== TEXTAUSZUG ==
--------

Telefon- und Publikumsjoker hätte der Quizkandidat in diesem Fall wohl vergeblich bemühen können. Colette Flesch (DP, 1x), Carine Risch (LSAP, 4x), Nancy Kemp-Arendt (CSV, 6x), Anne Kremer (DP, 3x) und Tessy Scholtes (CSV, 1x) bringen es in der Tat auf 15 Titelgewinne. Nicht schlecht, wenn man bedenkt, dass eine separate Wahl bei den Damen erst seit 1966 durchgeführt wird.
Sportler haben Konjunktur in Wahlzeiten. Sie sind Sympathieträger, durch die umfangreiche Sportberichterstattung in den Luxemburger Medien ständig präsent. Pascale Schmoetten, LSAP-Kandidatin im Bezirk Norden, glänzte zum Auftakt der Spiele der kleinen Staaten auf Zypern am Dienstag mit dem Goldmedaillengewinn über 10.000 Meter. Die Fotos in der Presse waren beste PR in eigener Wahlsache.

--------

== EURE AUFGABEN ==
• a. Beantworte zum Textauszug diese Fragen:
(i) Seit welchem Jahr gibt es bei den Damen eine eigene Wahl?
(ii) Auf wie viele Titelgewinne kommen die fünf genannten Politikerinnen zusammen?
(iii) Über welche Strecke holte Pascale Schmoetten auf Zypern Gold?
• b. Gib einen Teil des Textauszugs unverändert aus. Fang bei den Worten „Telefon- und Publikumsjoker“ an und hör nach „1966 durchgeführt wird.“ auf.

--------

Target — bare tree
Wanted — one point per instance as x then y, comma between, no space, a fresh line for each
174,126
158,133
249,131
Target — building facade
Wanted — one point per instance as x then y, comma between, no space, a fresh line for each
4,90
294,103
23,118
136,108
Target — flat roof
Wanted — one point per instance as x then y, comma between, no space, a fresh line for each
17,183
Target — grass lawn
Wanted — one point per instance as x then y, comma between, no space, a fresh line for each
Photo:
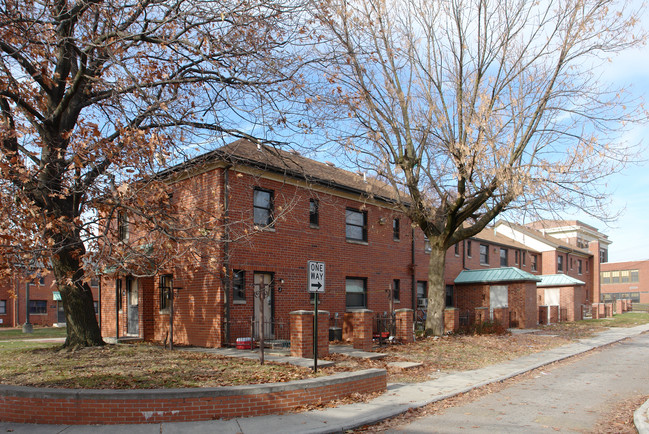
628,319
134,366
146,366
39,333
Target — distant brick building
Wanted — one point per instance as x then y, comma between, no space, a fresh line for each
39,297
285,210
625,280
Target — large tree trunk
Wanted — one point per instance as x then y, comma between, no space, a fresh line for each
82,327
436,290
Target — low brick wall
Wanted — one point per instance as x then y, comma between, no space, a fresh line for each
108,407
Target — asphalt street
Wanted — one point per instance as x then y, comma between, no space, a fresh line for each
570,397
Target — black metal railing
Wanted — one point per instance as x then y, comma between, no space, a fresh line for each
276,333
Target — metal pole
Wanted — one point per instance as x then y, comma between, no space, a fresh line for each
315,334
171,318
118,286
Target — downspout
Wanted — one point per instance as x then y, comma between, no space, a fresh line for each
413,286
98,303
464,254
227,282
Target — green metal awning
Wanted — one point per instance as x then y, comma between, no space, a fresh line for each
495,275
559,280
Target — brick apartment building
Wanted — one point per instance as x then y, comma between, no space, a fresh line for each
625,280
295,210
37,295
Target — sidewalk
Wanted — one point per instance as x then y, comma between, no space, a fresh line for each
397,399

--------

== DIE ANTWORTEN ==
• a.
(i) Seit 1966.
(ii) Auf 15 Titelgewinne.
(iii) Über 10.000 Meter.

• b.
Telefon- und Publikumsjoker hätte der Quizkandidat in diesem Fall wohl vergeblich bemühen können. Colette Flesch (DP, 1x), Carine Risch (LSAP, 4x), Nancy Kemp-Arendt (CSV, 6x), Anne Kremer (DP, 3x) und Tessy Scholtes (CSV, 1x) bringen es in der Tat auf 15 Titelgewinne. Nicht schlecht, wenn man bedenkt, dass eine separate Wahl bei den Damen erst seit 1966 durchgeführt wird.